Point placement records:

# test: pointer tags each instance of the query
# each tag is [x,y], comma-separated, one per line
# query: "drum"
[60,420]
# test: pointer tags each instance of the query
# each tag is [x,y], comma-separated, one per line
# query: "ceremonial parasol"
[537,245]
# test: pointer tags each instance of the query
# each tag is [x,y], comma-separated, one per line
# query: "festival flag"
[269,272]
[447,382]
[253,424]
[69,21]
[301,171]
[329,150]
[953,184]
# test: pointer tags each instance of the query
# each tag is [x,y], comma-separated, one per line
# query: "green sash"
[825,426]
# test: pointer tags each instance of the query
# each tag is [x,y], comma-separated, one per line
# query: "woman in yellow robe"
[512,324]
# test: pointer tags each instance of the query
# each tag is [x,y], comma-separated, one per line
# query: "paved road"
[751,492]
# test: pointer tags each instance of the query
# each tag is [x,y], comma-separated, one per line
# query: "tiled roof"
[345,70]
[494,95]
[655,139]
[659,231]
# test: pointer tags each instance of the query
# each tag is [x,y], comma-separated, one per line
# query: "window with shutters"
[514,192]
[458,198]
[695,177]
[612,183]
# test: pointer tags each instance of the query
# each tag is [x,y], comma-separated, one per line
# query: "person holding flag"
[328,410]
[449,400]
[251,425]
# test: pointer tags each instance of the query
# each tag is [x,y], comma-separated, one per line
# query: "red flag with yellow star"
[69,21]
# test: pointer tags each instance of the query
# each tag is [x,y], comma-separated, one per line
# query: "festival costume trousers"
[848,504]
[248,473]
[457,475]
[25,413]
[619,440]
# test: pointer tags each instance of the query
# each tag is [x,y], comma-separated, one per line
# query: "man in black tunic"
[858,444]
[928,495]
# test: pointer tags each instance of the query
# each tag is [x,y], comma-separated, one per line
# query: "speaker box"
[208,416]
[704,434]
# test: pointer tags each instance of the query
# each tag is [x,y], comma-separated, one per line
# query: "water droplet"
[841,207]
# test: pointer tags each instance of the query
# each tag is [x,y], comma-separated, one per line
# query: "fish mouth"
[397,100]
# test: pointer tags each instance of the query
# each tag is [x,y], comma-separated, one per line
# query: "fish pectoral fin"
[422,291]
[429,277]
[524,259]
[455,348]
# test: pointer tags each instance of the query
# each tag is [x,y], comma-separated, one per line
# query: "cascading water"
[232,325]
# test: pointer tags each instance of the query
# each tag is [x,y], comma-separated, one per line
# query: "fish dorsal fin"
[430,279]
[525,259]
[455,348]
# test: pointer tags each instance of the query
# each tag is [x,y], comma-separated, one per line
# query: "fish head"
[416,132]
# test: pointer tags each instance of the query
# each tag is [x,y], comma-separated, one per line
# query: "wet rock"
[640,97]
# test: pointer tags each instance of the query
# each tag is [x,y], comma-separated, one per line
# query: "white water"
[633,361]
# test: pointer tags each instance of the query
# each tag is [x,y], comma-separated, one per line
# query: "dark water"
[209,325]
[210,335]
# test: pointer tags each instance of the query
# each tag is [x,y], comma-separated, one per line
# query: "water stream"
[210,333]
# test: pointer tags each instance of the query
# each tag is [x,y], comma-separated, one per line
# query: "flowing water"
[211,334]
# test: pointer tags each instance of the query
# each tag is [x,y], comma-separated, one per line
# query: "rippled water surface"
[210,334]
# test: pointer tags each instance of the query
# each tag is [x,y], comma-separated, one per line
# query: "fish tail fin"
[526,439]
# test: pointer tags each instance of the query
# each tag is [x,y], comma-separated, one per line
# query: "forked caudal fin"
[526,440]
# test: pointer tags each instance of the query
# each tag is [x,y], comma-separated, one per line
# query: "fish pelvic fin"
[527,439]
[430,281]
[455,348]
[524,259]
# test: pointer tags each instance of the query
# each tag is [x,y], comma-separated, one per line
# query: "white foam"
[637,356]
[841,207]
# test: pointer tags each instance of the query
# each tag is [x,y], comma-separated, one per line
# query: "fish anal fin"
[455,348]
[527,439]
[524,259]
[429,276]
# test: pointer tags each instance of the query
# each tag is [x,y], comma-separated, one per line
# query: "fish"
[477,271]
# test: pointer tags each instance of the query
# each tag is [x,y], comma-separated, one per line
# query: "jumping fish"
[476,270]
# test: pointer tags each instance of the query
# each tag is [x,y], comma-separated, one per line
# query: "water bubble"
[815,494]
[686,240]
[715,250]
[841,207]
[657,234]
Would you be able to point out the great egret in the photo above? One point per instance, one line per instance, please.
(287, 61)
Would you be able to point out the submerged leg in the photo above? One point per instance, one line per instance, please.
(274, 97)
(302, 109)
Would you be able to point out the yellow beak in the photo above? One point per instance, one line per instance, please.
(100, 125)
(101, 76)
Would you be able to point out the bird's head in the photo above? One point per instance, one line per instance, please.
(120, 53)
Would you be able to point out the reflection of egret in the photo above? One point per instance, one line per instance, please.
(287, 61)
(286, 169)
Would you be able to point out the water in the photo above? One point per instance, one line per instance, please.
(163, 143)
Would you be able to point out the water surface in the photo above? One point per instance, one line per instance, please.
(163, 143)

→ Problem statement: Emit the full listing verbatim.

→ Result of this task:
# test: pointer tags each instance of the query
# each tag is [x,y], comma-separated, one per line
# query: "drum"
[60,420]
# test: pointer tags each instance of the query
# each tag is [x,y], comma-separated, one per line
# query: "ceremonial parasol"
[537,245]
# test: pointer tags each instance of the query
# each tag is [x,y], comma-separated, one per line
# query: "festival flag"
[269,272]
[447,382]
[253,424]
[69,21]
[301,171]
[329,150]
[953,184]
# test: pointer tags each instance of the query
# each tag is [x,y], comma-separated, one per line
# query: "green sash"
[825,426]
# test: pointer tags each instance of the query
# each tag is [x,y], comma-separated, one per line
# query: "woman in yellow robe"
[512,324]
# test: pointer tags each instance of the query
# each tag is [x,y], comma-separated, one per line
# query: "paved road"
[751,492]
# test: pointer tags each instance of the query
# each tag is [x,y], comma-separated, one per line
# query: "tiled roof"
[345,70]
[494,95]
[655,139]
[659,231]
# test: pointer tags each instance of the query
# each tag is [x,y], comma-separated, one per line
# query: "window with shutters"
[514,192]
[458,198]
[695,177]
[612,183]
# test: pointer tags each instance of the query
# each tag is [x,y], comma-separated, one per line
# query: "person holding flag"
[328,410]
[449,400]
[251,425]
# test: pointer tags each instance of the query
# each tag is [x,y], comma-separated, one per line
# query: "red flag with yellow star"
[69,21]
# test: pointer tags each instance of the query
# each tag is [x,y], comma-separated, one per line
# query: "festival costume trousers"
[848,504]
[248,473]
[457,475]
[25,413]
[619,440]
# test: pointer tags each instance of the query
# each tag is [x,y], comma-separated, one per line
# query: "man in black tunic"
[858,444]
[928,495]
# test: pointer tags each instance of the query
# each tag is [x,y], comma-separated, one per line
# query: "speaker box"
[208,416]
[704,434]
# test: pointer tags each instance of the query
# each tag is [x,y], comma-separated, one per line
# query: "water droplet"
[841,207]
# test: pointer tags each instance of the query
# each tag is [x,y], comma-separated, one per line
# query: "fish mouth"
[397,100]
# test: pointer tags each instance of the query
# each tag is [x,y], comma-separated, one per line
# query: "fish pectoral fin"
[422,291]
[429,277]
[524,259]
[455,348]
# test: pointer tags each instance of the query
# each tag is [x,y], comma-separated, one per line
# query: "cascading water"
[232,325]
# test: pointer tags each instance of the query
# each tag is [x,y], comma-separated, one per line
# query: "fish dorsal fin"
[430,279]
[525,259]
[455,348]
# test: pointer tags each instance of the query
# each tag is [x,y], comma-separated, one per line
# query: "fish head"
[416,132]
# test: pointer tags each instance of the query
# each tag is [x,y], comma-separated, one per line
# query: "wet rock"
[640,97]
# test: pointer tags each instance of the query
# each tag is [x,y], comma-separated, one per line
# query: "white water"
[633,361]
# test: pointer tags each instance of the query
# each tag is [x,y], comma-separated, one per line
# query: "dark water"
[209,325]
[210,335]
# test: pointer tags each instance of the query
# each tag is [x,y], comma-separated, one per line
# query: "water stream"
[210,333]
# test: pointer tags each instance of the query
# each tag is [x,y], comma-separated, one per line
# query: "flowing water"
[211,334]
# test: pointer tags each instance of the query
# each tag is [x,y], comma-separated, one per line
# query: "rippled water surface"
[210,334]
# test: pointer tags each instance of the query
# each tag is [x,y], comma-separated, one per line
# query: "fish tail fin"
[526,439]
# test: pointer tags each instance of the query
# each tag is [x,y], comma-separated, one per line
# query: "forked caudal fin"
[526,440]
# test: pointer tags each instance of the query
# each tag is [x,y], comma-separated, one per line
# query: "fish pelvic fin"
[527,439]
[430,281]
[455,348]
[524,259]
# test: pointer tags each instance of the query
# each tag is [x,y], comma-separated, one per line
# query: "white foam"
[637,356]
[841,207]
# test: pointer tags each instance of the query
# each tag is [x,y], comma-separated, one per line
# query: "fish anal fin"
[455,348]
[527,439]
[524,259]
[429,276]
# test: pointer tags each instance of the query
# each tag is [x,y], comma-separated, one per line
# query: "fish"
[477,271]
# test: pointer tags each instance of the query
# each tag is [x,y], comma-separated, one per line
# query: "jumping fish"
[476,270]
# test: pointer tags each instance of the query
# each tag is [x,y], comma-separated, one per line
# query: "water bubble"
[815,494]
[686,240]
[715,250]
[841,207]
[657,234]
Would you be able to point out the great egret in the photo above? One point per instance, one line per instance, please.
(287, 61)
Would you be able to point out the submerged leg in the photo above? One point per instance, one line per instance, please.
(274, 97)
(302, 109)
Would you be able to point out the yellow beak in the photo above? One point per instance, one line per instance, please.
(100, 125)
(101, 76)
Would you be able to point out the bird's head in the photo above? One point per instance, one line per instance, please.
(120, 53)
Would you be able to point out the reflection of egret in the photo above? One point per instance, one line per instance, please.
(287, 61)
(286, 169)
Would you be able to point out the water in the photo above? One point per instance, one line per instance, please.
(163, 143)
Would you be able to point out the water surface in the photo above? One point per instance, one line per instance, please.
(163, 143)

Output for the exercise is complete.